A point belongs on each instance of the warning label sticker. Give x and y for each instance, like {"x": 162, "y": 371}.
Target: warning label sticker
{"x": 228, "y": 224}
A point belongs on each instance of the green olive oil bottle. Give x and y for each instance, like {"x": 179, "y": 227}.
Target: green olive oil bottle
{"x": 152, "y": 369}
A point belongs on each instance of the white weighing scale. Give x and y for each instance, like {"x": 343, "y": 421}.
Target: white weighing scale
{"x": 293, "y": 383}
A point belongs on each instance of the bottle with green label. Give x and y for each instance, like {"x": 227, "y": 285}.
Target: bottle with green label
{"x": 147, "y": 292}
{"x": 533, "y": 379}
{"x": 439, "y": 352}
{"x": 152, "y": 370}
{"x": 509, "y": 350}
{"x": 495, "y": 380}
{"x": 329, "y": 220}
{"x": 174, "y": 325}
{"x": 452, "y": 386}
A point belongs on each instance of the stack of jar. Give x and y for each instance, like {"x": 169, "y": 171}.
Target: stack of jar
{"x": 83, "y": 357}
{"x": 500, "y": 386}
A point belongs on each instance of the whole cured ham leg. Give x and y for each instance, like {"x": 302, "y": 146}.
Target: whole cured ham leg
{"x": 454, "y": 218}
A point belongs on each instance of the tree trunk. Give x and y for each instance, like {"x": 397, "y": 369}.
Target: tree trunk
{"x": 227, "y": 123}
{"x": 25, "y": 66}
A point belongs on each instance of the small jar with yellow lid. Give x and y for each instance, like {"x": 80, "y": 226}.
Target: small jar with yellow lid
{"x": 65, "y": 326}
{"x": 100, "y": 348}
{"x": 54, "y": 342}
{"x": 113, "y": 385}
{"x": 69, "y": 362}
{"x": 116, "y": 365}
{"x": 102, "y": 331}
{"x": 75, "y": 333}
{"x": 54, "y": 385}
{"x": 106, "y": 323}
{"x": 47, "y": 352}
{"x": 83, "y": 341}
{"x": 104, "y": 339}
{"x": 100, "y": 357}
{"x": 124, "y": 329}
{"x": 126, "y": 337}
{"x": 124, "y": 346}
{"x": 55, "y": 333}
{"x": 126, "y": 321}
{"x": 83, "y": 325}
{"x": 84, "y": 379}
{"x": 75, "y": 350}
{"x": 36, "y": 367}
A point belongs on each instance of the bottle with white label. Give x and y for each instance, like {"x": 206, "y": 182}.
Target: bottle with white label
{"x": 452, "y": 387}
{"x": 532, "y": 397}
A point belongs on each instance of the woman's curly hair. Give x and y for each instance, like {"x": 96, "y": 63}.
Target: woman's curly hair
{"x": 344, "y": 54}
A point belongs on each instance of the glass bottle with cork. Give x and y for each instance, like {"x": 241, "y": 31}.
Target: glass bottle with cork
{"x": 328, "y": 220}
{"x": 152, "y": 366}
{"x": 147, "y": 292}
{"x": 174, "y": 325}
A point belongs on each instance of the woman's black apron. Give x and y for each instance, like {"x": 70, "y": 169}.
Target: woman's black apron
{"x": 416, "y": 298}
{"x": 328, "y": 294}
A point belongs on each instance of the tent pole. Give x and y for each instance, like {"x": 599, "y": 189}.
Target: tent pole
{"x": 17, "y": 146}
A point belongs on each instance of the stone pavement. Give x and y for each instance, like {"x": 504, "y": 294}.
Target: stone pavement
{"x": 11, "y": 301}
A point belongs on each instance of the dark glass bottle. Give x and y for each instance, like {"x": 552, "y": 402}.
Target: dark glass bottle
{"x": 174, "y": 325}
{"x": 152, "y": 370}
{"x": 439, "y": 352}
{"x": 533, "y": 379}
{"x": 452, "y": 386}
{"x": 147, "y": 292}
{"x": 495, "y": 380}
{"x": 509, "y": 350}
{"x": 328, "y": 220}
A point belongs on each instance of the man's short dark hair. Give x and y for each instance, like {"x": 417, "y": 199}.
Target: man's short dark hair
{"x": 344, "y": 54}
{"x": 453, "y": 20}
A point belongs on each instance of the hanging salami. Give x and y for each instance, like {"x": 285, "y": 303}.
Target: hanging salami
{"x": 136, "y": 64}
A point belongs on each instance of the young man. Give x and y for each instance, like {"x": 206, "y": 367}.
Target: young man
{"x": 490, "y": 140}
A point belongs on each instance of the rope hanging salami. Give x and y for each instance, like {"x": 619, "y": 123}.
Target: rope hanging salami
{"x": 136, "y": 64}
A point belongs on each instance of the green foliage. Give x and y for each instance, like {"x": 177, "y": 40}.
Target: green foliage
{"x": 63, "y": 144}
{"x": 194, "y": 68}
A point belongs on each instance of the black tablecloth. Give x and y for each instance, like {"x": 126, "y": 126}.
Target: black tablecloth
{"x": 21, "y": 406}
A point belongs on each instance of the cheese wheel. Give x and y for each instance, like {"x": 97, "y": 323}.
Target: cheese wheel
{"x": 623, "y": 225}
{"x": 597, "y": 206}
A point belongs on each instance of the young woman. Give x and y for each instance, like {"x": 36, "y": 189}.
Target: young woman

§ **BRIEF**
The records must be reproduced in full. Nothing should differ.

§ **ANSWER AREA**
A point belongs on each instance of the warning label sticker. Give x and y for each instance, like {"x": 162, "y": 371}.
Target: warning label sticker
{"x": 228, "y": 224}
A point belongs on each instance of the green olive oil bottle. Give x and y for each instance, like {"x": 179, "y": 227}.
Target: green olive oil bottle
{"x": 152, "y": 369}
A point belongs on each instance of the white weighing scale. Give x and y for each instance, like {"x": 343, "y": 421}.
Target: white weighing scale
{"x": 293, "y": 383}
A point belongs on each instance of the bottle with green label. Give x and y for each instance, like {"x": 227, "y": 285}.
Target: bottle with green label
{"x": 147, "y": 292}
{"x": 533, "y": 379}
{"x": 439, "y": 352}
{"x": 152, "y": 370}
{"x": 509, "y": 350}
{"x": 495, "y": 380}
{"x": 329, "y": 220}
{"x": 174, "y": 325}
{"x": 452, "y": 386}
A point belongs on each instance of the stack of jar. Give x and y for each instance, like {"x": 169, "y": 171}.
Target: stack of jar
{"x": 83, "y": 357}
{"x": 500, "y": 386}
A point belongs on each instance of the whole cured ham leg. Give x and y for each instance, like {"x": 302, "y": 146}.
Target: whole cured ham leg
{"x": 454, "y": 218}
A point belongs on each instance of the tree trunk. Give x and y for each instance, like {"x": 397, "y": 369}.
Target: tree trunk
{"x": 227, "y": 123}
{"x": 25, "y": 66}
A point belongs on each instance of the small jar with yellow lid. Give x and y for each instance, like {"x": 80, "y": 226}.
Target: small jar with yellow lid
{"x": 65, "y": 326}
{"x": 100, "y": 348}
{"x": 54, "y": 342}
{"x": 113, "y": 385}
{"x": 69, "y": 362}
{"x": 116, "y": 365}
{"x": 102, "y": 331}
{"x": 75, "y": 333}
{"x": 54, "y": 385}
{"x": 106, "y": 323}
{"x": 47, "y": 352}
{"x": 83, "y": 341}
{"x": 104, "y": 339}
{"x": 100, "y": 357}
{"x": 124, "y": 329}
{"x": 126, "y": 337}
{"x": 124, "y": 346}
{"x": 55, "y": 333}
{"x": 126, "y": 321}
{"x": 83, "y": 325}
{"x": 84, "y": 379}
{"x": 75, "y": 350}
{"x": 36, "y": 367}
A point belongs on each instance of the bottle with white label. Give x and y for each instance, like {"x": 206, "y": 182}.
Target: bottle with white label
{"x": 452, "y": 387}
{"x": 532, "y": 397}
A point belongs on each instance of the woman's curly hair. Give x and y for each instance, like {"x": 96, "y": 63}.
Target: woman's curly hair
{"x": 344, "y": 54}
A point belongs on each instance of the glass bottle with cork. Give x and y for each instance, like {"x": 241, "y": 31}.
Target: glass bottle with cork
{"x": 328, "y": 220}
{"x": 152, "y": 366}
{"x": 147, "y": 292}
{"x": 174, "y": 325}
A point belongs on each instance of the woman's black apron. Give x and y for each instance, like {"x": 70, "y": 169}.
Target: woman's black apron
{"x": 416, "y": 298}
{"x": 328, "y": 294}
A point belongs on each instance of the tent pole. Give x and y for each instance, like {"x": 599, "y": 189}.
Target: tent pole
{"x": 17, "y": 146}
A point belongs on each instance of the stone pavement. Give x and y for each instance, like {"x": 504, "y": 294}.
Target: stone pavement
{"x": 11, "y": 301}
A point belongs on each instance of the dark glass bottle. Give x and y for each instance, like {"x": 552, "y": 402}.
Target: dark glass bottle
{"x": 174, "y": 325}
{"x": 152, "y": 370}
{"x": 439, "y": 352}
{"x": 533, "y": 379}
{"x": 452, "y": 386}
{"x": 147, "y": 292}
{"x": 495, "y": 380}
{"x": 509, "y": 350}
{"x": 328, "y": 220}
A point belongs on each instance of the man's short dark hair. Give x and y for each instance, like {"x": 417, "y": 199}.
Target: man's short dark hair
{"x": 344, "y": 54}
{"x": 453, "y": 20}
A point belongs on each instance of the hanging salami. Give x and y for each instance, like {"x": 285, "y": 303}.
Target: hanging salami
{"x": 136, "y": 64}
A point belongs on each instance of the young man. Give x and y for each instance, like {"x": 206, "y": 367}.
Target: young man
{"x": 490, "y": 140}
A point belongs on each instance of the rope hanging salami. Give x and y for each instance, like {"x": 619, "y": 123}.
Target: rope hanging salami
{"x": 136, "y": 64}
A point belongs on each instance of the green foliage. Give x and y for each instance, like {"x": 177, "y": 40}.
Target: green foliage
{"x": 63, "y": 144}
{"x": 194, "y": 68}
A point belongs on each instance of the black tablecloth. Give x and y for each instance, like {"x": 126, "y": 126}.
Target: black tablecloth
{"x": 21, "y": 406}
A point belongs on each instance of the cheese wheel. Give x and y for each instance, like {"x": 97, "y": 323}.
Target: cheese wheel
{"x": 623, "y": 225}
{"x": 597, "y": 206}
A point belongs on each instance of the young woman. Give x and y for each instance, like {"x": 36, "y": 189}.
Target: young woman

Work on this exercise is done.